To be done — How many of the lines below contain the string "chandelier"? Reply with the number alone.
*** Provided records
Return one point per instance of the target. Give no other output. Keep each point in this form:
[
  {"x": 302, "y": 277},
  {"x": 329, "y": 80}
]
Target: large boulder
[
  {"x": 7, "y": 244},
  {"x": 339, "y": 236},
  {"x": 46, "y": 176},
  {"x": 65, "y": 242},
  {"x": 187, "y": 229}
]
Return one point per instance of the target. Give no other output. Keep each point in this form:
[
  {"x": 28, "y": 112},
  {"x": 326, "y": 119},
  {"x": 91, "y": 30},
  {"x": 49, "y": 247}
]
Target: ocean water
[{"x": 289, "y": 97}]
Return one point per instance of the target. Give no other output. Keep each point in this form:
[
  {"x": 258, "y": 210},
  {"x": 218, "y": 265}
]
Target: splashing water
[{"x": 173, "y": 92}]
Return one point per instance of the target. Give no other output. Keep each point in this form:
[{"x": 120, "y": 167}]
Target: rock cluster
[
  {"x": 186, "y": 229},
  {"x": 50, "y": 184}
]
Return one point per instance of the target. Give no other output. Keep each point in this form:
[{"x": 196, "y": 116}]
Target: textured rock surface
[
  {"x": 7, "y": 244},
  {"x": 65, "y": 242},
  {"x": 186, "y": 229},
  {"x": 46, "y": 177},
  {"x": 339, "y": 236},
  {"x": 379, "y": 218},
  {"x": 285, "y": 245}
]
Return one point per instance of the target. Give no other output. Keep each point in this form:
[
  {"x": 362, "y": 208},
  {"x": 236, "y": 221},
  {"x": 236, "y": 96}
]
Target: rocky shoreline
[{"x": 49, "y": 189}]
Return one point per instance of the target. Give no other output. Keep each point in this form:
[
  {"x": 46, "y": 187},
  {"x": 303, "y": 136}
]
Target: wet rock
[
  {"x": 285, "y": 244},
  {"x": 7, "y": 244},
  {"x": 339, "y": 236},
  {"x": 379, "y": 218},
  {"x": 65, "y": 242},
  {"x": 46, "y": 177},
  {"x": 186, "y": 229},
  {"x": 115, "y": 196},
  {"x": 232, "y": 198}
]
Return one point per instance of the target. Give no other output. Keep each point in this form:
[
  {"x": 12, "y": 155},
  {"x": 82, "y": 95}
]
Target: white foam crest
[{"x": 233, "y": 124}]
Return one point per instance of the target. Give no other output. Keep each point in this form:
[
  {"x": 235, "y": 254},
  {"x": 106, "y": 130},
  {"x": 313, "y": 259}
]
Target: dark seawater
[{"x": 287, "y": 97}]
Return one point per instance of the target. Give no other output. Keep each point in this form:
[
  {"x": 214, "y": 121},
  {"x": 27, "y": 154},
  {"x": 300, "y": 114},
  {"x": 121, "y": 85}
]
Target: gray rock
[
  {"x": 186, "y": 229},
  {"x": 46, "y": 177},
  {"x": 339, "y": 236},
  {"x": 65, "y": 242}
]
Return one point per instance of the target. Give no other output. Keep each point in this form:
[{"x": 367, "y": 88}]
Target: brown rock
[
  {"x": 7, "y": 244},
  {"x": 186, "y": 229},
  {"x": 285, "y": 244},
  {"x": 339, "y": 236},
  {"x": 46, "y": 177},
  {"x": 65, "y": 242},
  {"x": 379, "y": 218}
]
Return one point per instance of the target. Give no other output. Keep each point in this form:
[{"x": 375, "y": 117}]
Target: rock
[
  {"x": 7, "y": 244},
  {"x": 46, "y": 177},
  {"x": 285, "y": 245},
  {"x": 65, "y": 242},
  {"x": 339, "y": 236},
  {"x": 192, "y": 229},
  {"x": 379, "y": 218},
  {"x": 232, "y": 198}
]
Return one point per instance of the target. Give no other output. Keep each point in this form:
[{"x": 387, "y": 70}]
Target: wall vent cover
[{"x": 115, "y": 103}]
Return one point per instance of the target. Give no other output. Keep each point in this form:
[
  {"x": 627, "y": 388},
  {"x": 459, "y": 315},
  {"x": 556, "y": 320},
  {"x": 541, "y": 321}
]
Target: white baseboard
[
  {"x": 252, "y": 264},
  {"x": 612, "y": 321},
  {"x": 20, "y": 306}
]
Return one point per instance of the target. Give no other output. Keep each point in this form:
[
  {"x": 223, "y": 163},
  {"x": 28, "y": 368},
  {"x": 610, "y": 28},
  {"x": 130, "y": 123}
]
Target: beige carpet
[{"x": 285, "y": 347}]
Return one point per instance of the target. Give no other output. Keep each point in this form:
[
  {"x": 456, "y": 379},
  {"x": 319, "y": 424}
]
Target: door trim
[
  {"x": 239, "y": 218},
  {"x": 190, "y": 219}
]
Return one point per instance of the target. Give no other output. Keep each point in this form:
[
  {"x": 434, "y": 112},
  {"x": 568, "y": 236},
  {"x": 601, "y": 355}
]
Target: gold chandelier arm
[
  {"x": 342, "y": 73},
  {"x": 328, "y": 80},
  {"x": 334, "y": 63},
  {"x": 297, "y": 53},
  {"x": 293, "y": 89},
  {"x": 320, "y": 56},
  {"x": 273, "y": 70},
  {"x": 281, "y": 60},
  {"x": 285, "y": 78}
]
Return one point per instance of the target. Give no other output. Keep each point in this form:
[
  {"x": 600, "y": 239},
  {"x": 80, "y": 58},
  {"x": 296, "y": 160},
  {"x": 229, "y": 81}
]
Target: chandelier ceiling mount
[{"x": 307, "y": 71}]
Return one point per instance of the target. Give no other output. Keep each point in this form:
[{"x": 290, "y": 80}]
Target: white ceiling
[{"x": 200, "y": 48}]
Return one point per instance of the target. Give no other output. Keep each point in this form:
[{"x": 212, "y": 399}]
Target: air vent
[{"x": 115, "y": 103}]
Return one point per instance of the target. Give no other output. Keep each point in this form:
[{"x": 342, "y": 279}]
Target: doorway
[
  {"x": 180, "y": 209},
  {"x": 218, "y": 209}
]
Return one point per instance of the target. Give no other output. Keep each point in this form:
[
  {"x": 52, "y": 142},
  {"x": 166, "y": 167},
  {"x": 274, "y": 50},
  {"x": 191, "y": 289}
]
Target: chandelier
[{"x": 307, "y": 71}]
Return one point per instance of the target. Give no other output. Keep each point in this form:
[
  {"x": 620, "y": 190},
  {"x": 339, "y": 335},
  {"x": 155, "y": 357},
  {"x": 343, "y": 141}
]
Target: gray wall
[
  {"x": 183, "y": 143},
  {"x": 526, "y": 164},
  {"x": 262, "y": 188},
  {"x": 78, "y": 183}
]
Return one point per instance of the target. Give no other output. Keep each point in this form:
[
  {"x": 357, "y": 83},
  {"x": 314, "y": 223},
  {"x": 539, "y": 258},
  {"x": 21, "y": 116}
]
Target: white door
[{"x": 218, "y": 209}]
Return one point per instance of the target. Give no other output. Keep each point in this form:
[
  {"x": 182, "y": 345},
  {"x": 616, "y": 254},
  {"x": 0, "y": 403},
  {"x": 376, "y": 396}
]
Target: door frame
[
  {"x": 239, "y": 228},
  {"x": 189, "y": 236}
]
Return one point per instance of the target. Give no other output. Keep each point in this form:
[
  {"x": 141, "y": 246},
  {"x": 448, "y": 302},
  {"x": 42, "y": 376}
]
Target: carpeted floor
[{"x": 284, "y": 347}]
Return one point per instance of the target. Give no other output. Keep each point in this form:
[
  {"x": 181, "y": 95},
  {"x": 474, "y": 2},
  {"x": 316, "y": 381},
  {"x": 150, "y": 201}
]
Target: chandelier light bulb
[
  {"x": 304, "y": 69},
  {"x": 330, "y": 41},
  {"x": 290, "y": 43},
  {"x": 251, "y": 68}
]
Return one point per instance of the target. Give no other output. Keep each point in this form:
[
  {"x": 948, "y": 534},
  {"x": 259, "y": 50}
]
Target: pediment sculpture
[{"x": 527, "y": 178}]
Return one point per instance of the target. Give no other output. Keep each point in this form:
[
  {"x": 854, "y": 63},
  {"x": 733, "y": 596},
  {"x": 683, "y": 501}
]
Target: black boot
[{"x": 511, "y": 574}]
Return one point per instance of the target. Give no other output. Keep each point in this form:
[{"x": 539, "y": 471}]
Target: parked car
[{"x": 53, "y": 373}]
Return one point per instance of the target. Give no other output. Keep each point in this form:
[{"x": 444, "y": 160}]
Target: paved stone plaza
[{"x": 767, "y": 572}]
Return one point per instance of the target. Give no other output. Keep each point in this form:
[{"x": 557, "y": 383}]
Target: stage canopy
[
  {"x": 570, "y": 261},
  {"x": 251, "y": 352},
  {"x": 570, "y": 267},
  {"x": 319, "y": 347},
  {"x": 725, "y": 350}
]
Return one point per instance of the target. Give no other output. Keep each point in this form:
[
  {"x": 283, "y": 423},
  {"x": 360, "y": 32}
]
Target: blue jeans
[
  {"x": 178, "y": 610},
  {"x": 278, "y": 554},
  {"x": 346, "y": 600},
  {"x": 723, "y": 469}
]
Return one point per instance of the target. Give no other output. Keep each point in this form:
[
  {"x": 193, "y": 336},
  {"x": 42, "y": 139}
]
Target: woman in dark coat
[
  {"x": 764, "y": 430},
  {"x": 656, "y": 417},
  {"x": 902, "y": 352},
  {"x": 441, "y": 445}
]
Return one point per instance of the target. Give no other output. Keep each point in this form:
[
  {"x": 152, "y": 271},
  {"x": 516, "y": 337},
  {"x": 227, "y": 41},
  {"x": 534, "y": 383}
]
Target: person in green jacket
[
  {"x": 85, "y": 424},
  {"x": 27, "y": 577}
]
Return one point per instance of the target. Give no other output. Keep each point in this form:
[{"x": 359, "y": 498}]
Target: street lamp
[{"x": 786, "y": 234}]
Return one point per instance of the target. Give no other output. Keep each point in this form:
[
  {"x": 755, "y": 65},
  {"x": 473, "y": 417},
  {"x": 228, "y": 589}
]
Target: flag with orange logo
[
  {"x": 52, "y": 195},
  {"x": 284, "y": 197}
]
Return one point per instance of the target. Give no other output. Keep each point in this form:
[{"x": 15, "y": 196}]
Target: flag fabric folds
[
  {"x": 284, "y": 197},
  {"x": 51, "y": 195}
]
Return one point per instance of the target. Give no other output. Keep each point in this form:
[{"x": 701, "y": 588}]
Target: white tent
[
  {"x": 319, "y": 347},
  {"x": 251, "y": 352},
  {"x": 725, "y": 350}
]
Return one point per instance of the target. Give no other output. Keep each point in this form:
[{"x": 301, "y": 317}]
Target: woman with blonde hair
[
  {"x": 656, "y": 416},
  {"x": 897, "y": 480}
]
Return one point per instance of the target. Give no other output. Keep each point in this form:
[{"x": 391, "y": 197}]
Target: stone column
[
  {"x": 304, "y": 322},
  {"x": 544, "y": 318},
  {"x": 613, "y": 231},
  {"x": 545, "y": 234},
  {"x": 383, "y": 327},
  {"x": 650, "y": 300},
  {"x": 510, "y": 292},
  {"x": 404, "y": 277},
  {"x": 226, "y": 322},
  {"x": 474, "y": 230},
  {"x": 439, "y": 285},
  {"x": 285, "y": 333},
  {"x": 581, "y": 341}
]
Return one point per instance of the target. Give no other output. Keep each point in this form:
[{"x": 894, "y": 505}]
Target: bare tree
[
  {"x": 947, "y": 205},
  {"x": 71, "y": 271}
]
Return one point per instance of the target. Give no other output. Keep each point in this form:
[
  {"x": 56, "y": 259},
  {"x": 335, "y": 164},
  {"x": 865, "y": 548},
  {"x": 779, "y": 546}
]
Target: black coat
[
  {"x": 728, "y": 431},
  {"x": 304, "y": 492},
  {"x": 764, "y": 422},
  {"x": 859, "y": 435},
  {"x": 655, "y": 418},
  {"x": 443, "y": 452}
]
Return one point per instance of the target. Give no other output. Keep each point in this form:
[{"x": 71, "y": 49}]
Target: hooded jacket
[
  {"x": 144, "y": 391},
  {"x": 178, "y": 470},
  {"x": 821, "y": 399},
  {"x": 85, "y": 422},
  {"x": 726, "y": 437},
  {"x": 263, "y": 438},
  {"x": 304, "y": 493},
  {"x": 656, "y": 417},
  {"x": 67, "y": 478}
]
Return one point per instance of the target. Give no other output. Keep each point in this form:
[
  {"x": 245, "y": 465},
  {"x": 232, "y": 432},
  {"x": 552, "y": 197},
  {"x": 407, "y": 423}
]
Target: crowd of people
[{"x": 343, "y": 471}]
******
The response — 4